All lines from the one with "Where can the green grass" to the end need to be copied exactly, with nothing before them.

--- Start of DATA SECTION ---

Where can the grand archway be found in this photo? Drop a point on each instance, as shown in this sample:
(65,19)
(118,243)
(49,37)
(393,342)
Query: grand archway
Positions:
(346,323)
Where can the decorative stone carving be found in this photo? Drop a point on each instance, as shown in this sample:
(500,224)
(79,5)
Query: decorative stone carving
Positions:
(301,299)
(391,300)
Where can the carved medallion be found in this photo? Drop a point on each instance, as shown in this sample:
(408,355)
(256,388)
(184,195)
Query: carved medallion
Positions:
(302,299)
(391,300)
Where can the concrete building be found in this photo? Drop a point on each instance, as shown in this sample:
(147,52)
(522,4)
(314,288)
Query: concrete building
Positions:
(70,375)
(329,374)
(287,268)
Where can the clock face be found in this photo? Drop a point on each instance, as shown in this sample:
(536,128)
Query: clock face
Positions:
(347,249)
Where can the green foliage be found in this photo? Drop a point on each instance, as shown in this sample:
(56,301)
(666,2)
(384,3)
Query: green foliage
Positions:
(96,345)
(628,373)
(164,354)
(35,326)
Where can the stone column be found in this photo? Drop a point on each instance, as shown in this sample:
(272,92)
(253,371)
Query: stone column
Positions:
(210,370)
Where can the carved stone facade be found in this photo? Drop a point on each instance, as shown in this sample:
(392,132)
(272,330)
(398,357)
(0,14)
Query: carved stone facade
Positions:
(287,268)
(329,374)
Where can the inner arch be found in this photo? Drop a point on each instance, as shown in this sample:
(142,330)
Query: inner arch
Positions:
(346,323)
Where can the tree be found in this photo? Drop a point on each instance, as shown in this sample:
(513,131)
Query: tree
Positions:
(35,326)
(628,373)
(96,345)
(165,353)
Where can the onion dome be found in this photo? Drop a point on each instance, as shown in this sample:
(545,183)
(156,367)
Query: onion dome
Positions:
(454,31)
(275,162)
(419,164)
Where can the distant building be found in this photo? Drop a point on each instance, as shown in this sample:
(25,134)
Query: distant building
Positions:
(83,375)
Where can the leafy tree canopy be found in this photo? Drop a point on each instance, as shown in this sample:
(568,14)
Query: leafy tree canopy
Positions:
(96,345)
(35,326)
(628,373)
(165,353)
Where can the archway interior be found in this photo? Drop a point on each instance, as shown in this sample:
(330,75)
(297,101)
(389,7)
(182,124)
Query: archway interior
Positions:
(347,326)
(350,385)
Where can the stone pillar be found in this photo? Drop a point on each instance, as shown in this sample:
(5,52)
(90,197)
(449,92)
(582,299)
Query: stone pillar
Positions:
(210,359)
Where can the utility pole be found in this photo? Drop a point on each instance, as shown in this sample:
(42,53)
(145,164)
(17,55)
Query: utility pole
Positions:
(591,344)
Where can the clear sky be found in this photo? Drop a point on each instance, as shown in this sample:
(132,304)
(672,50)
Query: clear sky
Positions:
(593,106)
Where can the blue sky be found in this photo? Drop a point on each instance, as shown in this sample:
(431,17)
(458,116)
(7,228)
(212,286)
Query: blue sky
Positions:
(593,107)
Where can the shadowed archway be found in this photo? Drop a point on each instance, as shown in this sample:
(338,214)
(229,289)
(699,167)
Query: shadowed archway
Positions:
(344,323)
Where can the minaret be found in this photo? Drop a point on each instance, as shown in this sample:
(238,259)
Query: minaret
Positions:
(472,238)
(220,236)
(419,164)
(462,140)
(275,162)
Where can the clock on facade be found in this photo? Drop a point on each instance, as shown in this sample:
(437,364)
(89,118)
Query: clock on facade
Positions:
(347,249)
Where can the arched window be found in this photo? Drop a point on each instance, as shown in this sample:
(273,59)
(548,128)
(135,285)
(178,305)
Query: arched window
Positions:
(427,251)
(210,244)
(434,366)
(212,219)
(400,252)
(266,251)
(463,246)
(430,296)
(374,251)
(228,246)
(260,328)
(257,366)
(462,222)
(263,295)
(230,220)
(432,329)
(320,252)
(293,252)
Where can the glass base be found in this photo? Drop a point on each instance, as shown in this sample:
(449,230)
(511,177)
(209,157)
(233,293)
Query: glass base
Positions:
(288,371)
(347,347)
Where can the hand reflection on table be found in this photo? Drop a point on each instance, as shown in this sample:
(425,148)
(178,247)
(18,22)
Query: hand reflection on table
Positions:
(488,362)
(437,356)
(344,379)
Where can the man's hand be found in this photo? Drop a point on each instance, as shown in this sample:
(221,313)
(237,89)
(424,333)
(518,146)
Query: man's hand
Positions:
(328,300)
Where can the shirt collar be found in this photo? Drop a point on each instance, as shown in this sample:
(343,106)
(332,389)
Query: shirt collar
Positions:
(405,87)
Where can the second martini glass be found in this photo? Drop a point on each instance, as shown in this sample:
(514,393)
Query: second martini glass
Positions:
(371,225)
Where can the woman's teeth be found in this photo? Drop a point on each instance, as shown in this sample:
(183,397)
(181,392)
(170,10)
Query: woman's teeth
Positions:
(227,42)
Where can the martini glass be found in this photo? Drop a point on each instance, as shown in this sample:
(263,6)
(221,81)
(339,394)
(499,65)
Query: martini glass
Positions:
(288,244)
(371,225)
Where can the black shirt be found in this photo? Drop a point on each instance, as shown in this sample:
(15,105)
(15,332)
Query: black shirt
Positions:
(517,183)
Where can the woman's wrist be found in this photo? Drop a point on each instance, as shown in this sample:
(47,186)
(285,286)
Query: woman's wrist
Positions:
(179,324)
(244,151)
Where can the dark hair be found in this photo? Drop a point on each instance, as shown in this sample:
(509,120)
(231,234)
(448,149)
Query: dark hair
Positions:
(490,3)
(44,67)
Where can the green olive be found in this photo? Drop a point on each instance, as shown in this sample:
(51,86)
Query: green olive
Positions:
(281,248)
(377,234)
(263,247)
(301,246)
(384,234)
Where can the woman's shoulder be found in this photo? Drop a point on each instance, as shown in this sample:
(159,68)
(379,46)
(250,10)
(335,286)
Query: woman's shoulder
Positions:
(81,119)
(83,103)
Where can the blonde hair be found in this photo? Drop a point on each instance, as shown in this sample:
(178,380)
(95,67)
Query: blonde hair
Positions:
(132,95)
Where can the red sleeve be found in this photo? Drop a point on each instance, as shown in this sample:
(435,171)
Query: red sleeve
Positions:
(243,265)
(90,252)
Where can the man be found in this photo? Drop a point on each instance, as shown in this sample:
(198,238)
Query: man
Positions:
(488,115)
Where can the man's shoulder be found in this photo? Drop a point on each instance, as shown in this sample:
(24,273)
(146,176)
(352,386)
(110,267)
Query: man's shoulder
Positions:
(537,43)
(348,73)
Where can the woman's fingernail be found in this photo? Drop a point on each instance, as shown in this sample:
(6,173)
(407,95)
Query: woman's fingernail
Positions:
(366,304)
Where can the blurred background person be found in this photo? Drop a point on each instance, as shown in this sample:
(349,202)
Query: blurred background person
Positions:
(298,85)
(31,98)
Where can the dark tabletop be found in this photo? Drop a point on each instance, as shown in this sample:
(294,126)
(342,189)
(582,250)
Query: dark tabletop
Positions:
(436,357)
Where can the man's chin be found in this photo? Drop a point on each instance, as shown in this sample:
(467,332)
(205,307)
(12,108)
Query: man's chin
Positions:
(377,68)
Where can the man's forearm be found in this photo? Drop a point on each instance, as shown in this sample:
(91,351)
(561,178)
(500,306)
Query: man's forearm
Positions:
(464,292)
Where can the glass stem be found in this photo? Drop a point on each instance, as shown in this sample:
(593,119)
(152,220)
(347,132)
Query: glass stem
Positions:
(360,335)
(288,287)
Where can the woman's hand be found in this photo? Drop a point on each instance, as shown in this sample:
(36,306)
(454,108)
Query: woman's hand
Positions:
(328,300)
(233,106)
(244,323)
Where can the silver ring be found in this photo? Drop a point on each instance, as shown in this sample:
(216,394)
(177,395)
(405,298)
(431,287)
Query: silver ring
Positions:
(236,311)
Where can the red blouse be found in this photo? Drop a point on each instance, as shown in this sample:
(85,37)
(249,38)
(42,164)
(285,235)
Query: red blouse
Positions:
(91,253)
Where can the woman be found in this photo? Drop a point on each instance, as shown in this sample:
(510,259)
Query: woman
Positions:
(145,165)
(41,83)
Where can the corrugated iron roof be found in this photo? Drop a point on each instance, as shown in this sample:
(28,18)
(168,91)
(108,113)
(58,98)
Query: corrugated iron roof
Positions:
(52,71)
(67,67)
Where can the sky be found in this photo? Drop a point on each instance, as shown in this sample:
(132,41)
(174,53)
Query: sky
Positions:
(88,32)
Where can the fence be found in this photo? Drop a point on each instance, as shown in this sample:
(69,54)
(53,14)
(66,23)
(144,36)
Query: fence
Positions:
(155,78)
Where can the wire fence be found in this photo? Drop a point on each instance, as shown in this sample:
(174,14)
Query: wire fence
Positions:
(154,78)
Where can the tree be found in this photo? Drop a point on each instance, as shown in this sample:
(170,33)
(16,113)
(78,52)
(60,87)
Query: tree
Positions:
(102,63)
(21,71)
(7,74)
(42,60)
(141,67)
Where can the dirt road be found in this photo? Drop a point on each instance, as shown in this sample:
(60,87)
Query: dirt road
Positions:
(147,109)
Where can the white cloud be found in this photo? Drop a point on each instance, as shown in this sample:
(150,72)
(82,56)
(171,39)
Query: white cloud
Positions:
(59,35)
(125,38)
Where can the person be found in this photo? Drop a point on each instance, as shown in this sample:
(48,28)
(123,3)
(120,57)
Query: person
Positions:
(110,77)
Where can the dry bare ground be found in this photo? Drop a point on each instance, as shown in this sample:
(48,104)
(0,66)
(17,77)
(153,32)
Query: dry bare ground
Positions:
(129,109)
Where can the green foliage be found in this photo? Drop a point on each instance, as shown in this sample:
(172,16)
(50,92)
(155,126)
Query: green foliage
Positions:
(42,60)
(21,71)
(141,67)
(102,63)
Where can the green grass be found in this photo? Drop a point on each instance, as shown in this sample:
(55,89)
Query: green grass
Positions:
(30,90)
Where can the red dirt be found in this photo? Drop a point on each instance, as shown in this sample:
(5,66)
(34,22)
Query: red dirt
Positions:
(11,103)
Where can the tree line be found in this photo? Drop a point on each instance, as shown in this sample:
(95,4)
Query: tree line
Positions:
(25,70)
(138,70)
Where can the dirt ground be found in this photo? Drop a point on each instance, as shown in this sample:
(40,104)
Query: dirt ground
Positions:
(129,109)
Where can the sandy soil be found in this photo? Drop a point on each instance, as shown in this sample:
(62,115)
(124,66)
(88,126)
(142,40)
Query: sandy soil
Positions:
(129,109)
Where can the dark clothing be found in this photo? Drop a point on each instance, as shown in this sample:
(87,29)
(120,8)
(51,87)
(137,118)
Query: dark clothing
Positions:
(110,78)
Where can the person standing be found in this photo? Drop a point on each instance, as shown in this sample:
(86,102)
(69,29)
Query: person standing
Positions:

--- End of DATA SECTION ---

● ANSWER TO THIS TASK:
Where can the green grass be found in this photo? Drop a point on each instance, as shown in this sample:
(55,89)
Query: green grass
Positions:
(30,90)
Where can the red dirt be found in this photo? Drop a point on each instance, as shown in this sample:
(5,66)
(34,22)
Query: red dirt
Positions:
(11,103)
Where can the tree line be found in this photo? Drop a point on each instance, as shown in this sample:
(95,4)
Query: tree line
Positions:
(25,70)
(138,70)
Where can the dirt ground be found in this photo? Drop a point on each instance, as shown in this sample:
(40,104)
Query: dirt ground
Positions:
(129,109)
Where can the sandy soil be found in this photo? Drop a point on each instance, as shown in this sample:
(62,115)
(124,66)
(88,126)
(142,40)
Query: sandy soil
Positions:
(129,109)
Where can the dark clothing be found in this photo? Drop a point on each instance, as shown in this sample:
(87,29)
(120,8)
(51,87)
(137,118)
Query: dark clothing
Positions:
(110,78)
Where can the person standing be found in this photo? Drop a point on each instance, as shown in this sample:
(86,102)
(69,29)
Query: person standing
Positions:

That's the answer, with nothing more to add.